The White Tiger, the film adaptation of the Booker prize-winning book by Aravind Adiga, marks a new stage in the convergence of the world’s two most powerful film industries, in the US and India. Like Bong Joon-ho’s multiple award winner Parasite, The White Tiger is a film about the upper class, and their hired help turning against them; it is directed by Iranian-American film-maker Ramin Bahrani (99 Homes) and among its producers are A Wrinkle in Time’s Ava DuVernay, and Indian actor Priyanka Chopra Jonas (who also plays a major role in the film). The film was snapped up by Netflix – and it is no overestimation to say that streaming services such as Netflix and Amazon Prime Video have played a key role in enabling this surge of interest in south Asian stories.

◆ **Input records**:
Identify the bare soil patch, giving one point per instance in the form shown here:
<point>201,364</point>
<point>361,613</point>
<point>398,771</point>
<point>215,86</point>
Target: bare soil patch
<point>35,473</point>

◆ **Problems to work on**:
A – Can you find every line in the entries that contains the word "point" and copy each of those lines out?
B – Could you pick up the passage about the film adaptation of The White Tiger and continue it from its last sentence?

◆ **The answers**:
A –
Identify the bare soil patch, giving one point per instance in the form shown here:
<point>201,364</point>
<point>361,613</point>
<point>398,771</point>
<point>215,86</point>
<point>35,473</point>

B –
Chopra Jonas has been at the forefront of this development, having made her name in Indian cinema with hits such as Don and Fashion before crossing over into Hollywood with a voice role in Planes, and a part in the TV series Quantico in the mid-2010s. “It was hard for me when I came to America to be taken seriously and find the kind of roles that I wanted to do,” says Chopra Jonas. “It took me a lot of digging my feet in, and finding amazing partners who had faith in me, who gave me the opportunities. It shouldn’t be that hard for south Asian talent, whether writers, directors, actors, to be a part of global entertainment, especially right now, when streamers give us the ability to tell any kind of story. I want to be a producer at the helm of that and tell as many south Asian stories, or stories from different parts of the world or female stories, as I can.

“I’m one of the few people who’ve come from the entertainment business in India, who’s held my ground and said that Indians are one fifth of the global population, and our portrayal in English language global content should be one fifth at least. We’re not anywhere close.”

Chopra Jonas also says it was a longstanding dream to work with DuVernay: “Ava is someone I’ve really admired. You meet a lot of people and have these conversations in rooms, especially at post-awards parties, and say we should work together – and that goes away the next day. Ava came on board because she has faith in the movie and is an ardent admirer of Ramin’s work. I was very excited to see my name attached to hers.”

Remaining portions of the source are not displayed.